■ PROBLEMS TO WORK ON ■
a) In the dragonfruit excerpt, what shape is the red skinned white flesh variety?
b) Continue the dragonfruit-picking account from its final sentence onward.

I really had no idea when was the right time to pick it so watched a few YouTube videos including this one How to Pick and Eat a Dragonfruit and When is it ripe? Dragonfruit.

In the last video it is explained that there are three types of Dragonfruit, the red skinned red flesh variety, the red skinned white flesh variety and the yellow skinned white flesh one. The red flesh Dragonfruit is a round shape whereas the red skinned white flesh variety, which we have, is more an oval shape.

29th March

A friend said the birds would get stuck into it when it is ripe so I covered it for a week or so until I was fairly sure it was ready to pick as it had a bit of 'give' when I pressed on it and had been warned in one of the videos not to let it get to the wrinkly stage as it would then be overripe.


7th April

So it was with great anticipation that I picked our one and only Dragonfruit.  


7th April

Inside it was definitely a purple colour which was quite pretty in contrast to the white flesh dotted with black seeds.


7th April

I scooped some out and there was a lot of juice. Then it was time for the taste test!


7th April

I know you are waiting for me to say it had an absolutely exotic taste in keeping with its appearance but sadly, while it didn't taste like perfume, it actually didn't taste at all. LOL! I couldn't believe it. So I cut it up and added it to some Greek style natural yoghurt and we all polished it off that way as it does have a number of health benefits which you can read about in this article 7 Amazing Benefits of Dragonfruit. It also says in that article that it is an 'exotic and delicious fruit'.  Perhaps it is like tamarillos and the red flesh one is tastier than the orange one or maybe it is more tasty if grown in tropical areas...does anyone know?

■ RECORDS SHOWN ■

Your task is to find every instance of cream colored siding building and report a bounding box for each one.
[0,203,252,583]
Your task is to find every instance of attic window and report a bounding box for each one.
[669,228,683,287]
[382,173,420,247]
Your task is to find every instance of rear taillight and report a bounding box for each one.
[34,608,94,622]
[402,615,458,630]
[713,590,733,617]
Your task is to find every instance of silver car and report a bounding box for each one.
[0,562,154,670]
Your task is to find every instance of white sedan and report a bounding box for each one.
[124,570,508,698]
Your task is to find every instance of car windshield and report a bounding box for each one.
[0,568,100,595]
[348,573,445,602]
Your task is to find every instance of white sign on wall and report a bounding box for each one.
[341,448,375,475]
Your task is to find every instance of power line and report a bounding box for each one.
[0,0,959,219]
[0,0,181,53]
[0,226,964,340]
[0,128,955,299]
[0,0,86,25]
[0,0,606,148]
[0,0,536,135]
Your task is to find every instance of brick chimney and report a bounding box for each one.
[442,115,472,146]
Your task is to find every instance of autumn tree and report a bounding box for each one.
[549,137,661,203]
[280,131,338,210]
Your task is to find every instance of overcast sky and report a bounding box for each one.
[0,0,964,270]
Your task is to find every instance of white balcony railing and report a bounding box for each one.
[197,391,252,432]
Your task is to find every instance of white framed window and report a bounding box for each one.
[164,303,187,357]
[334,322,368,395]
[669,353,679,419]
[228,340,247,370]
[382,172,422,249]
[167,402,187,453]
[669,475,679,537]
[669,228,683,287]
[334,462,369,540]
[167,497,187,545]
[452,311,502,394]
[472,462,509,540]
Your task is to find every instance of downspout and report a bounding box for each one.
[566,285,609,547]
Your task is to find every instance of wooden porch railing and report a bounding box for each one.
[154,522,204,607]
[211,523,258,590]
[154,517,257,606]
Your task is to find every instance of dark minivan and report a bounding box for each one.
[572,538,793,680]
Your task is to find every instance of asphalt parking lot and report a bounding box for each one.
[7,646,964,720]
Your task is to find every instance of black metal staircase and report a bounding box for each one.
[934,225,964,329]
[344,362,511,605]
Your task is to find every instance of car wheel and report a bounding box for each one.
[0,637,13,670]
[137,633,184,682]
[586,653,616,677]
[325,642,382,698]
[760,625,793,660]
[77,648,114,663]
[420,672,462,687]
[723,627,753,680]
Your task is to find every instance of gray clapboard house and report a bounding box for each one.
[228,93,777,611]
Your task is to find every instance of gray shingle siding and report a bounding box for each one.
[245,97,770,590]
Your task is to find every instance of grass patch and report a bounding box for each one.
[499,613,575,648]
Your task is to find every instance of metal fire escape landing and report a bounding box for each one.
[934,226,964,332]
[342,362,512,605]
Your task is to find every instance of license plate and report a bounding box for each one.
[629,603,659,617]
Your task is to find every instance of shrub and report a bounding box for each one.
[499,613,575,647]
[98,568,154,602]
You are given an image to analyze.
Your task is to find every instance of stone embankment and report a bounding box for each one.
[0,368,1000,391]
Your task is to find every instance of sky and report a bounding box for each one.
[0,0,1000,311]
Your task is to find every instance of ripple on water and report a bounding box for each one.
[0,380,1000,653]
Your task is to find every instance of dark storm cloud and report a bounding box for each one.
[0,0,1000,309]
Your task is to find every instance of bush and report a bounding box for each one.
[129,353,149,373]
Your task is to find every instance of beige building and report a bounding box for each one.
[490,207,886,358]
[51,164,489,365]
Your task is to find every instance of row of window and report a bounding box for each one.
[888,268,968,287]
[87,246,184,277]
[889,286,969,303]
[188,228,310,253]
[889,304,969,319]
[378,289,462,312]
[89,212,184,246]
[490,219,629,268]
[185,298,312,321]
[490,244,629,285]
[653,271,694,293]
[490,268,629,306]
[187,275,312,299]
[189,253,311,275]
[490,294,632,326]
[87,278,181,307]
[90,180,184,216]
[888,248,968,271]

■ EXERCISE RESULTS ■
a) It is more of an oval shape.

b)
Nine years is a long time to wait if anyone is planning on growing this fruit but then again, as I mentioned before, we do live in a cool temperature climate and they are a tropical fruit. You might have more success where you live. Let me know if you do :-)






25 comments:

  1. Wow that is such a long time to wait. I am glad that you did get one fruit at least and you could try it for yourself. You have learnt a lot about dragonfruit now so that is a bonus, Also you have tasted your very own.
    I've never tried one before. The only one I could try would be from a shop so I'm not sure on the taste of those either.
    They are certainly something different in looks, inside and out.
    Well done - you did it and I take my hat off to you with all your patience.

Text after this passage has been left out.